> **What the task asks**:
Can you write out again everything in the data from the line containing "Every instance of the man's face" down to the end, keeping every line and shifting each coordinate in the answers up by 17?

Extracted records
>>

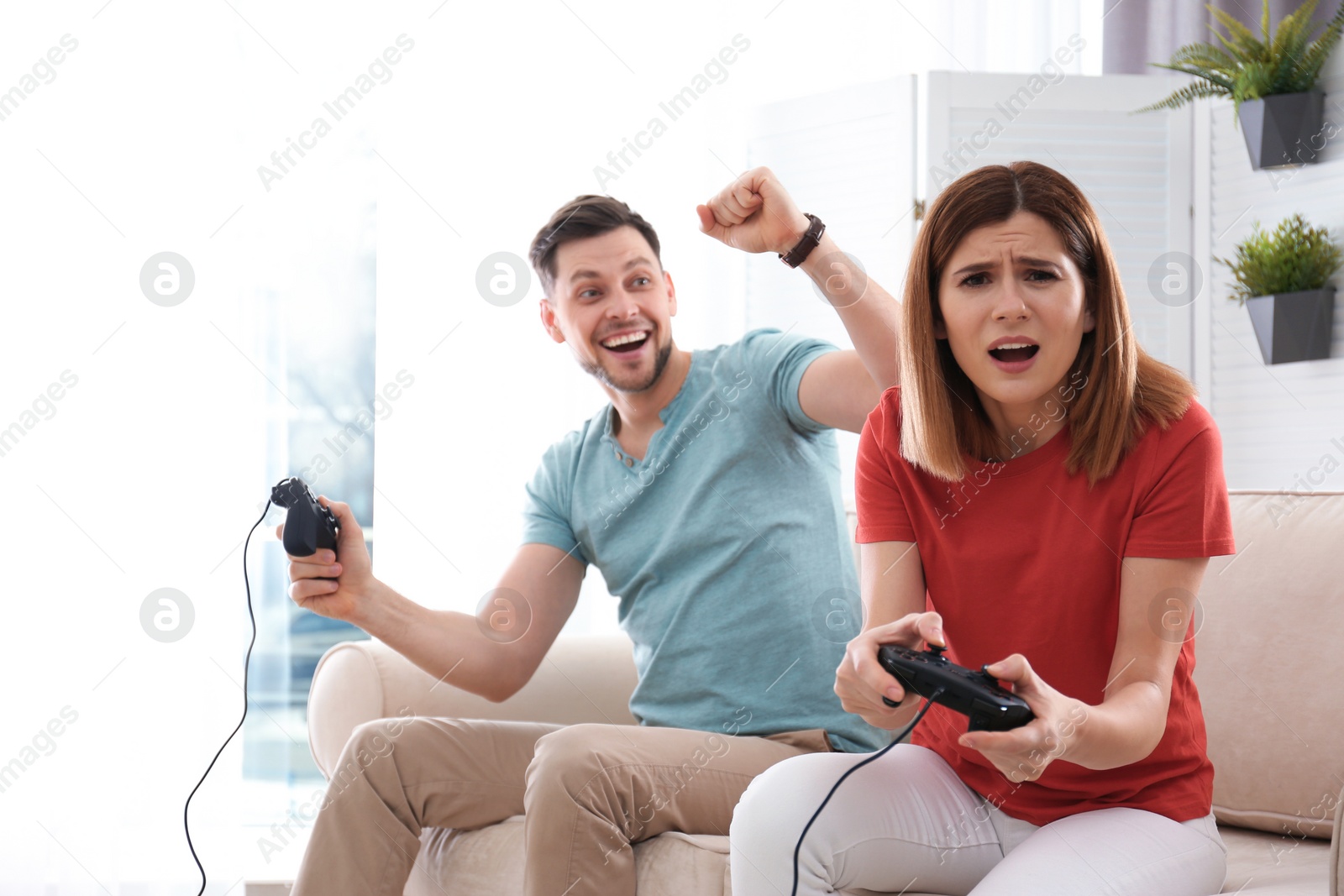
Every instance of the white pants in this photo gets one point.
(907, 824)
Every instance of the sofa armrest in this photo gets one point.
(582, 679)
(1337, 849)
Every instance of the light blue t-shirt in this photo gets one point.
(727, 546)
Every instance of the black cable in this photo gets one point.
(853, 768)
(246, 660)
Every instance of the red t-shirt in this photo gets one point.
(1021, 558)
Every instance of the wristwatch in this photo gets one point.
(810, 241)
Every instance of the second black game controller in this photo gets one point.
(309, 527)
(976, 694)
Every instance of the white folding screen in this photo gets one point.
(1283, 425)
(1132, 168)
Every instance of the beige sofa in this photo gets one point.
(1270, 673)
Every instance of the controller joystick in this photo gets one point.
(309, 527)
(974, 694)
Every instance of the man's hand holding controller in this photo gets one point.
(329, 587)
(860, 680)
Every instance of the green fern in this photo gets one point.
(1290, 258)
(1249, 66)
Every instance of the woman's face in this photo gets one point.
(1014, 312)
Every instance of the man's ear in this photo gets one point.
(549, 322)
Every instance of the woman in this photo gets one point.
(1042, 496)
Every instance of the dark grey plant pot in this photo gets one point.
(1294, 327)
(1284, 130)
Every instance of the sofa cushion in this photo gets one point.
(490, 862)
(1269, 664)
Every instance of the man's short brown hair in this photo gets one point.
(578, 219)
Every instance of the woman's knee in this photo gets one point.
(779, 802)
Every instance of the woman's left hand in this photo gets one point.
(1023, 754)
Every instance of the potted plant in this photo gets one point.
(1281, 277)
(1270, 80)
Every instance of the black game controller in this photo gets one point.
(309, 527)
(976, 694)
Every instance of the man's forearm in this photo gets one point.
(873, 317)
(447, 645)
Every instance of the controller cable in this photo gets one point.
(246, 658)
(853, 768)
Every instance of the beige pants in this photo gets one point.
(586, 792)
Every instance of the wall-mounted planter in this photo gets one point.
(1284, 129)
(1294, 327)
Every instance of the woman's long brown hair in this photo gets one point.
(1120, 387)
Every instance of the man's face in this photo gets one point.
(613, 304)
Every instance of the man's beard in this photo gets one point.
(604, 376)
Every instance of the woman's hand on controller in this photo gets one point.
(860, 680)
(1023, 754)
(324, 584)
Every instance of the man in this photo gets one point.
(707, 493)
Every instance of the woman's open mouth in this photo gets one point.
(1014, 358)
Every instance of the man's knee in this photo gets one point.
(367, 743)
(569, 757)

<<

> **Complete answer**:
Every instance of the man's face in this photo gets one point.
(630, 321)
Every instance of the man's beard in this photo gets one point.
(621, 393)
Every instance of the woman's hand on controller in this photo gets one point.
(877, 697)
(1040, 771)
(341, 601)
Every instance of the man in this photo gets one point.
(724, 510)
Every instance of the woman's open mouth in this photo gets one point.
(1031, 375)
Every instance of the man's knee in this photo gets one point.
(384, 760)
(586, 774)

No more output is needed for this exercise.